WORK REQUIRED:
Put each line of the rows below into a JSON list of strings, one string per line. Leave out blank lines and the picture.

DATA SUPPLIED:
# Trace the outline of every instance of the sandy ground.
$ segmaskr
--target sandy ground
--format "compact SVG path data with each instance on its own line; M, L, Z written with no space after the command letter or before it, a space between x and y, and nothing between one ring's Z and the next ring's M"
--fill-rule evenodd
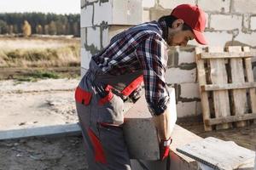
M0 82L0 130L77 122L77 79Z
M0 170L86 170L80 137L0 141Z
M179 122L178 124L202 138L212 136L225 141L234 141L238 145L256 150L256 124L226 130L213 130L212 132L204 131L202 122L187 121Z
M79 80L36 82L0 81L0 130L77 122L73 93ZM256 125L206 133L201 122L179 122L201 136L233 140L254 150ZM86 170L81 137L30 138L0 141L0 170Z

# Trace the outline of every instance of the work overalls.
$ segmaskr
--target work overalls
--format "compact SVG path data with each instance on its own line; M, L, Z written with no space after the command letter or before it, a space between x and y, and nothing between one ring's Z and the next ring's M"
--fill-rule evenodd
M89 169L131 169L122 129L122 98L129 96L143 80L142 71L121 76L103 74L91 60L75 91Z
M155 22L156 23L156 22ZM153 31L154 26L135 26L116 35L110 43L132 31ZM92 60L75 92L75 99L90 170L131 169L124 139L124 100L143 81L143 71L113 76L103 73ZM102 94L105 94L102 95Z

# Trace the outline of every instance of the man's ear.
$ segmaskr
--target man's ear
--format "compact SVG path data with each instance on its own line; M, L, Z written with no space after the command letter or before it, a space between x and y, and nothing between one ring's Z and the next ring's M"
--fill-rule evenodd
M177 19L172 22L172 28L182 28L183 25L184 24L184 21L181 19Z

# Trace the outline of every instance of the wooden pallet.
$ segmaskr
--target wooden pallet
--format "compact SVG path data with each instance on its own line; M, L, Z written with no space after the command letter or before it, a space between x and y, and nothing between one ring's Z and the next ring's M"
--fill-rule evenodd
M256 82L248 47L195 48L206 131L256 123Z

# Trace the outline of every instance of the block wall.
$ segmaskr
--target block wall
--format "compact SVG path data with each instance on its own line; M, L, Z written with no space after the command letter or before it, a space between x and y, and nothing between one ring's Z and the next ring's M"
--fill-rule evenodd
M93 54L130 26L169 14L181 3L197 4L206 12L205 35L210 46L241 45L256 50L254 0L81 0L81 73ZM195 60L195 41L170 48L166 82L176 88L178 117L201 114ZM253 59L256 80L256 57Z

RESULT FOR THIS EXERCISE:
[
  "# Trace the outline of every instance of the sandy ground.",
  "$ segmaskr",
  "--target sandy ground",
  "--format \"compact SVG path data with each instance on its own line; M, L, Z written with no space after the command letter or before it, a space between x and y, and nothing between one ring's Z and the next ring's M\"",
  "--fill-rule evenodd",
  "M0 82L0 130L77 122L77 79Z",
  "M0 170L86 170L80 137L0 141Z",
  "M179 122L178 124L202 138L212 136L225 141L234 141L238 145L256 150L256 124L226 130L213 130L212 132L204 131L202 122L187 121Z",
  "M79 80L36 82L0 81L0 130L77 122L73 93ZM256 125L206 133L201 122L179 122L201 136L233 140L254 150ZM86 170L81 137L30 138L0 141L0 170Z",
  "# Trace the outline of every instance of the work overalls.",
  "$ segmaskr",
  "--target work overalls",
  "--format \"compact SVG path data with each instance on its own line; M, L, Z written with no space after the command letter or before it, a space between x and y, and nothing between one ring's Z and the next ring's M\"",
  "--fill-rule evenodd",
  "M89 169L131 169L122 129L122 98L129 96L143 80L142 71L121 76L103 74L91 60L75 91Z",
  "M155 22L156 23L156 22ZM153 31L154 26L135 26L116 35L110 43L132 31ZM92 60L75 92L75 99L90 170L131 169L124 139L124 100L143 81L143 71L113 76L103 73ZM102 94L105 94L102 95Z",
  "# Trace the outline of every instance of the man's ear.",
  "$ segmaskr",
  "--target man's ear",
  "--format \"compact SVG path data with each instance on its own line; M, L, Z written with no space after the command letter or before it, a space between x and y, and nothing between one ring's Z and the next ring's M\"",
  "--fill-rule evenodd",
  "M177 19L172 22L172 28L182 28L183 25L184 24L184 21L181 19Z",
  "# Trace the outline of every instance of the wooden pallet.",
  "$ segmaskr",
  "--target wooden pallet",
  "--format \"compact SVG path data with each instance on its own line; M, L, Z written with no space after the command letter or before it, a space between x and y, and nothing between one ring's Z and the next ring's M\"",
  "--fill-rule evenodd",
  "M256 82L248 47L195 48L206 131L256 123Z",
  "# Trace the outline of every instance of the block wall.",
  "$ segmaskr",
  "--target block wall",
  "--format \"compact SVG path data with each instance on its own line; M, L, Z written with no space after the command letter or before it, a space between x and y, and nothing between one ring's Z and the next ring's M\"",
  "--fill-rule evenodd",
  "M93 54L130 26L169 14L181 3L197 4L206 12L205 35L210 46L241 45L256 50L254 0L81 0L81 73ZM195 60L195 41L170 48L166 82L176 88L178 117L201 114ZM253 59L256 80L256 57Z"
]